WORK INSTRUCTIONS:
Which lines run from the one containing "Indicate a point per instance of the antenna" to the end of the entries? Quote them exactly, and nothing else.

Entries from a dataset
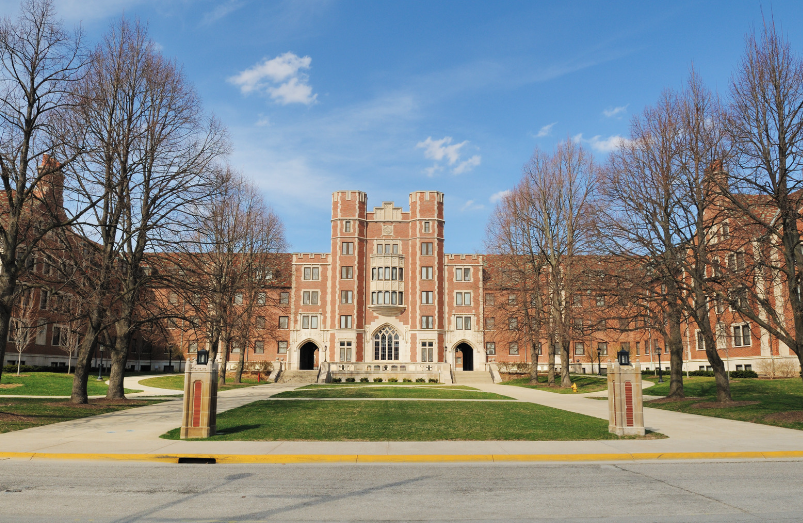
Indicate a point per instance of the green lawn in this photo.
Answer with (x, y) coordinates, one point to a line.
(271, 420)
(176, 382)
(584, 384)
(780, 402)
(49, 384)
(379, 391)
(24, 413)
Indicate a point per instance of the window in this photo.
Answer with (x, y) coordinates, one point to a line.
(462, 274)
(310, 298)
(41, 333)
(463, 298)
(462, 322)
(59, 337)
(312, 273)
(386, 344)
(741, 335)
(346, 296)
(427, 351)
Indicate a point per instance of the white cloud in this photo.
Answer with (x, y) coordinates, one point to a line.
(467, 165)
(600, 144)
(438, 149)
(545, 130)
(220, 11)
(499, 196)
(471, 206)
(616, 110)
(284, 70)
(443, 149)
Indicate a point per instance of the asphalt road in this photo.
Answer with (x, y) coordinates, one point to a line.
(622, 492)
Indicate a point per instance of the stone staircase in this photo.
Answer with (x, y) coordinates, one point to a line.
(478, 377)
(300, 377)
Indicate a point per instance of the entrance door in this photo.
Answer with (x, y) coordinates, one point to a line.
(307, 356)
(464, 357)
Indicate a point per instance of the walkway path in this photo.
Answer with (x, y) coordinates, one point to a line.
(136, 432)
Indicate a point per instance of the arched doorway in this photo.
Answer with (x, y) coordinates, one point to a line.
(464, 357)
(308, 356)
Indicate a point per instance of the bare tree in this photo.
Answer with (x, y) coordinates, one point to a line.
(554, 204)
(24, 323)
(39, 60)
(766, 126)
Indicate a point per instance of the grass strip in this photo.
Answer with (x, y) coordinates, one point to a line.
(403, 421)
(584, 384)
(24, 413)
(769, 402)
(49, 384)
(391, 392)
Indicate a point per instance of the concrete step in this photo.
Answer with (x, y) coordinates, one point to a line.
(477, 377)
(298, 376)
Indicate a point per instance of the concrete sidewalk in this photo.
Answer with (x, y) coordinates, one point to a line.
(133, 434)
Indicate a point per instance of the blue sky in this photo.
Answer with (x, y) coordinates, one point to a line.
(393, 97)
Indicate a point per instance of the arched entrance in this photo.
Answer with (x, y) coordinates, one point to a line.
(464, 357)
(308, 356)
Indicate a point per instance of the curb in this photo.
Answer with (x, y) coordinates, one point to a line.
(401, 458)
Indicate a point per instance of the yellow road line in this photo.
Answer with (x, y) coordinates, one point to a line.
(404, 458)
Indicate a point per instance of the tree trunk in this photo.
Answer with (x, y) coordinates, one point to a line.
(675, 343)
(238, 374)
(565, 380)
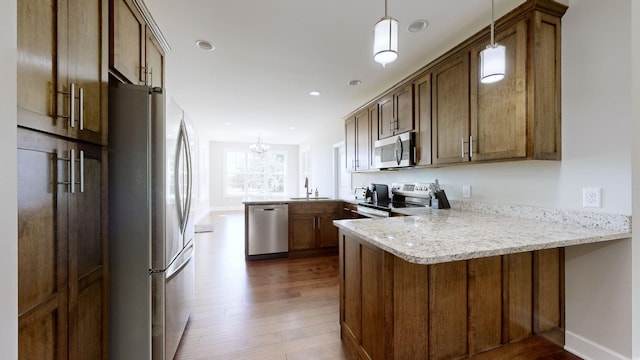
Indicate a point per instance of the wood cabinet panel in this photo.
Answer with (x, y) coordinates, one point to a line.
(499, 110)
(36, 65)
(422, 105)
(485, 304)
(547, 285)
(350, 143)
(450, 110)
(448, 310)
(545, 88)
(327, 232)
(60, 46)
(85, 68)
(386, 116)
(372, 302)
(395, 112)
(411, 312)
(404, 109)
(128, 40)
(154, 66)
(393, 309)
(518, 296)
(363, 140)
(62, 247)
(351, 282)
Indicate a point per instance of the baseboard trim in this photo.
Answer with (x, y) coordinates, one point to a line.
(589, 350)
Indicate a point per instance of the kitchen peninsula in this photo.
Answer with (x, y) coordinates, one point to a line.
(449, 283)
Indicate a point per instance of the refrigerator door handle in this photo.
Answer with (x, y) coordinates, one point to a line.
(181, 200)
(189, 161)
(175, 269)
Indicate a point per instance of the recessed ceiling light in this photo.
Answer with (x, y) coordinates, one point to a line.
(418, 25)
(205, 45)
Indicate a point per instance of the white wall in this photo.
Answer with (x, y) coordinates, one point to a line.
(635, 112)
(8, 184)
(596, 142)
(322, 159)
(216, 150)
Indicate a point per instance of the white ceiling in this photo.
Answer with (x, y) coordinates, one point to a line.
(271, 53)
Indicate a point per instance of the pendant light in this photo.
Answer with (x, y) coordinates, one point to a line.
(385, 39)
(259, 147)
(492, 59)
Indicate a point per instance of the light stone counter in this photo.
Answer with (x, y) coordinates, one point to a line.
(436, 236)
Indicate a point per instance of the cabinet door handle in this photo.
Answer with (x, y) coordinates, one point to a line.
(72, 108)
(80, 107)
(81, 170)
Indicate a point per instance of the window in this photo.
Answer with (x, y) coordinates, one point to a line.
(247, 173)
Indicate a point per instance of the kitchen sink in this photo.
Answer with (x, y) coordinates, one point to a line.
(311, 198)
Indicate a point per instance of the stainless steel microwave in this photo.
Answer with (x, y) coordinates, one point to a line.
(395, 151)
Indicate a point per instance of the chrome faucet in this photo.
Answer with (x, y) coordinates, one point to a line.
(306, 186)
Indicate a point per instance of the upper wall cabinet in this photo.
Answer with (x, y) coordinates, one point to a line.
(499, 110)
(136, 55)
(460, 120)
(422, 108)
(61, 68)
(450, 110)
(395, 112)
(361, 132)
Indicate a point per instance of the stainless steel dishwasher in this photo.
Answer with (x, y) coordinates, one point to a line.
(268, 231)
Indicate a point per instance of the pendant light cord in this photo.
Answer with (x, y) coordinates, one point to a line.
(493, 42)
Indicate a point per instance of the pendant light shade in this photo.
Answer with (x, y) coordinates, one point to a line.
(385, 39)
(492, 59)
(492, 65)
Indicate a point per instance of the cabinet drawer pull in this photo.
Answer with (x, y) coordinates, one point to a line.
(72, 108)
(81, 107)
(81, 169)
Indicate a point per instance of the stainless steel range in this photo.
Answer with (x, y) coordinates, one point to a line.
(403, 195)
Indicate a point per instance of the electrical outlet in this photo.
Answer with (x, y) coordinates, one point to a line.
(466, 191)
(591, 197)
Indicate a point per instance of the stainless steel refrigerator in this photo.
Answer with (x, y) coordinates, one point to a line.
(151, 226)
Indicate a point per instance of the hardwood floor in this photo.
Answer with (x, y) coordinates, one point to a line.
(284, 309)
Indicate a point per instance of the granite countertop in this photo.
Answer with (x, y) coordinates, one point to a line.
(430, 236)
(265, 200)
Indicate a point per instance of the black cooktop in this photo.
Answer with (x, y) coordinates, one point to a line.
(389, 205)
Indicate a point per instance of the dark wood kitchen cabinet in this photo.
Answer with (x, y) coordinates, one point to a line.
(498, 118)
(136, 55)
(450, 110)
(395, 112)
(394, 309)
(62, 248)
(62, 83)
(311, 225)
(361, 132)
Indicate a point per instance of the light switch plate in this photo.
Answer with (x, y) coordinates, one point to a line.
(466, 191)
(591, 197)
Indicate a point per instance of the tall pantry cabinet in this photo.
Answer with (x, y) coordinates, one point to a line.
(62, 240)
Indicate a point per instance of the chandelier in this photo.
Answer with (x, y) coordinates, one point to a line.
(259, 147)
(385, 39)
(492, 59)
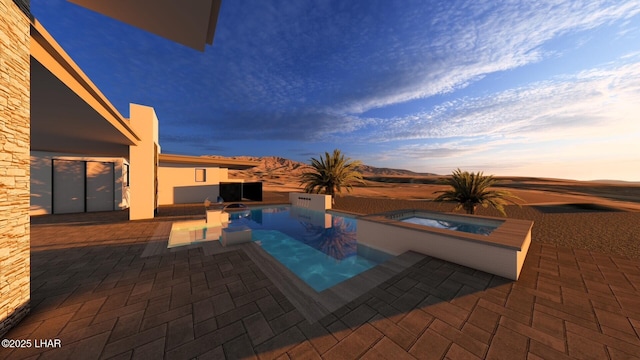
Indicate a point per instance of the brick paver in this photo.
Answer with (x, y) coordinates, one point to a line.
(93, 289)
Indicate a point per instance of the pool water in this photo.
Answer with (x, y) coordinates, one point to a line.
(320, 248)
(451, 225)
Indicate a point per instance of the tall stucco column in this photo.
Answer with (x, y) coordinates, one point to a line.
(15, 291)
(143, 163)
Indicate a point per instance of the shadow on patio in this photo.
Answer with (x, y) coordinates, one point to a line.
(92, 289)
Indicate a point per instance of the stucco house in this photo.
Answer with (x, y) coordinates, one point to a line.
(65, 148)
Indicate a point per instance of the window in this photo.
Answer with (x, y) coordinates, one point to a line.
(201, 175)
(125, 174)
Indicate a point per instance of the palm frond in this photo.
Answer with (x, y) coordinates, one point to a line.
(472, 189)
(331, 174)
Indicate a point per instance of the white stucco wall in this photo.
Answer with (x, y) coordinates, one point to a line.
(317, 202)
(177, 183)
(142, 157)
(41, 180)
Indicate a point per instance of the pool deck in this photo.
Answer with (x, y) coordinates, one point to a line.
(107, 289)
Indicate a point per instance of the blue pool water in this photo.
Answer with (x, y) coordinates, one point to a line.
(321, 249)
(451, 225)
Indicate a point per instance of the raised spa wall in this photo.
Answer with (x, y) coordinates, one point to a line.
(500, 253)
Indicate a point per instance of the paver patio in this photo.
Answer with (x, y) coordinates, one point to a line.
(93, 290)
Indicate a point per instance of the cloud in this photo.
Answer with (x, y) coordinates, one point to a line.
(589, 103)
(456, 48)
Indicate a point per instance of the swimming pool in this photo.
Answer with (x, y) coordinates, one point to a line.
(319, 248)
(456, 225)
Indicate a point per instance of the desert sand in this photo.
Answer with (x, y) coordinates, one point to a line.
(595, 216)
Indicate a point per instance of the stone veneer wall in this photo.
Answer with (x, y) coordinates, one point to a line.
(14, 162)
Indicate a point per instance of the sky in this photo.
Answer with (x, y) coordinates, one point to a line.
(524, 88)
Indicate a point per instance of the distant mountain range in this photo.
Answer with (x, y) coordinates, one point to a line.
(275, 165)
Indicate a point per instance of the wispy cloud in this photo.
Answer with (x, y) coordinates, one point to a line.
(590, 102)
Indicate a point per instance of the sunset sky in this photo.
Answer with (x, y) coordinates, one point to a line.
(531, 88)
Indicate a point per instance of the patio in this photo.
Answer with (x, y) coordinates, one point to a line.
(93, 289)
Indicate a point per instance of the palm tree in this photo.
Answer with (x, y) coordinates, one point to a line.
(330, 174)
(472, 189)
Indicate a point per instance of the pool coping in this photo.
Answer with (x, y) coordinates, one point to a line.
(500, 253)
(311, 304)
(502, 236)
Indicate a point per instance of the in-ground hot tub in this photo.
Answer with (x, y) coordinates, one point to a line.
(495, 245)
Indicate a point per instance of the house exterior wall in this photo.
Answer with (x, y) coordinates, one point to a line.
(177, 183)
(42, 185)
(143, 159)
(14, 165)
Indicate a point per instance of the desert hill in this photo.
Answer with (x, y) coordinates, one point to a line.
(272, 166)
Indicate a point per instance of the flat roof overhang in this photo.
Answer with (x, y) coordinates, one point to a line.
(191, 23)
(68, 112)
(233, 164)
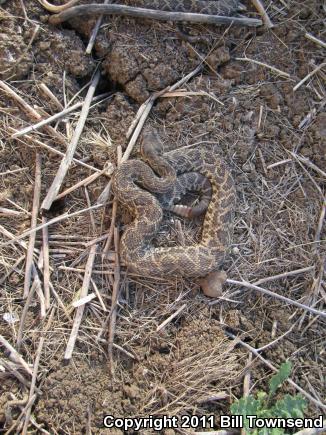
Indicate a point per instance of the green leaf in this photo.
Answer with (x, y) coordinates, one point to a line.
(246, 406)
(278, 379)
(290, 406)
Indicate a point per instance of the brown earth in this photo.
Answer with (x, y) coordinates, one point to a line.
(189, 366)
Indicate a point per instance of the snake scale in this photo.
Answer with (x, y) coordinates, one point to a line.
(159, 181)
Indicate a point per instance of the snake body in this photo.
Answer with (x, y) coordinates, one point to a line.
(145, 187)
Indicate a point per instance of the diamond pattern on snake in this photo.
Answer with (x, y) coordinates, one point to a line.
(159, 181)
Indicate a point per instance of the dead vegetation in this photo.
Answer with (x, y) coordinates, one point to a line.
(140, 346)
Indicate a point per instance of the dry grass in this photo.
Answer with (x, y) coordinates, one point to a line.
(278, 228)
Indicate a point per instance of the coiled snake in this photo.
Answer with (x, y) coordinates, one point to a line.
(169, 177)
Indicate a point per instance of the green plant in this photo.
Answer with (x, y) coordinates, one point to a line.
(262, 406)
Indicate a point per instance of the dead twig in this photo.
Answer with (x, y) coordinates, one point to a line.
(272, 367)
(284, 275)
(277, 296)
(57, 8)
(307, 77)
(261, 10)
(32, 236)
(46, 263)
(115, 297)
(15, 356)
(55, 117)
(17, 239)
(30, 112)
(66, 161)
(315, 40)
(105, 9)
(170, 318)
(34, 377)
(80, 309)
(265, 65)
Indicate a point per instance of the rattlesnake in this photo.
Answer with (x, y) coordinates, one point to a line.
(178, 171)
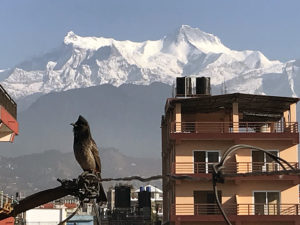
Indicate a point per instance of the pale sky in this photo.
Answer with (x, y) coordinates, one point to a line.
(32, 27)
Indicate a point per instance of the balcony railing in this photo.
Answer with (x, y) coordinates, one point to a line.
(230, 167)
(7, 102)
(237, 209)
(230, 127)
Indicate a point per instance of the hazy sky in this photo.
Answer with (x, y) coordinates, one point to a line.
(31, 27)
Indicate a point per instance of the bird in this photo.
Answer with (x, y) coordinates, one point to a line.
(86, 151)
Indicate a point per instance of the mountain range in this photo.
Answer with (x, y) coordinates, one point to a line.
(121, 88)
(91, 61)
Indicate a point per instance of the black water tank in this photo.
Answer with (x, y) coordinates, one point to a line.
(144, 199)
(180, 86)
(188, 86)
(203, 85)
(122, 197)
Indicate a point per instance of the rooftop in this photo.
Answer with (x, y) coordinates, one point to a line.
(253, 107)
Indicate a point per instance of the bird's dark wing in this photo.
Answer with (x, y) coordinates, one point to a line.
(95, 152)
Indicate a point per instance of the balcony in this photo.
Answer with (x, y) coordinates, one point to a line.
(238, 171)
(230, 167)
(235, 131)
(237, 209)
(236, 212)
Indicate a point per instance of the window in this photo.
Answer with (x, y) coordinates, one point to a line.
(203, 161)
(205, 202)
(262, 162)
(267, 202)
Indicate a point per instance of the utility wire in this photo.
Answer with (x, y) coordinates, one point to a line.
(219, 177)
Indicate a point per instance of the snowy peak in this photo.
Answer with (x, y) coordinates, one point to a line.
(90, 61)
(204, 42)
(92, 43)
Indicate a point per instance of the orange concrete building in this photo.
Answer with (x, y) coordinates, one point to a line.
(198, 128)
(9, 126)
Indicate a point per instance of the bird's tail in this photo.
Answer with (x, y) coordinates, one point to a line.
(102, 196)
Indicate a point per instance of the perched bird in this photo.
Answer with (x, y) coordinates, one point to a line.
(86, 151)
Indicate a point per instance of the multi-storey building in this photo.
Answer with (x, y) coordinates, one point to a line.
(198, 129)
(8, 117)
(8, 130)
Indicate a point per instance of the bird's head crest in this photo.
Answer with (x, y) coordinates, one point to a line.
(81, 126)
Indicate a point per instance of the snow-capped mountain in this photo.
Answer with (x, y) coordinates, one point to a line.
(91, 61)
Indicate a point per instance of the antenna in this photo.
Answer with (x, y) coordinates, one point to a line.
(224, 88)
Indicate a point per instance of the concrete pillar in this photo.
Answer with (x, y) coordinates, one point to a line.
(293, 113)
(235, 117)
(178, 117)
(293, 117)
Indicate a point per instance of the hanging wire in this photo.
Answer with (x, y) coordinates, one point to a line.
(218, 177)
(73, 214)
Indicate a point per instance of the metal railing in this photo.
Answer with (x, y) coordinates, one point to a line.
(237, 209)
(231, 167)
(7, 102)
(230, 127)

FINAL RESULT:
Indicate a point per instance of the antenna in this photo.
Answer with (x, y) coordinates, one point to a line.
(224, 88)
Indicate a point per instance of the concrete pillar in this photo.
Answer with (x, y) coordinates, one point to a line.
(293, 113)
(235, 117)
(178, 117)
(293, 117)
Indicate a point per instance of the hanging wire in this photo.
Answer with (x, y) coordinates, one point to a line.
(218, 177)
(73, 214)
Indicate a point per instance of the metal railing in this photo.
Answer with (x, y) coordinates, one point to a line.
(237, 209)
(231, 167)
(7, 102)
(230, 127)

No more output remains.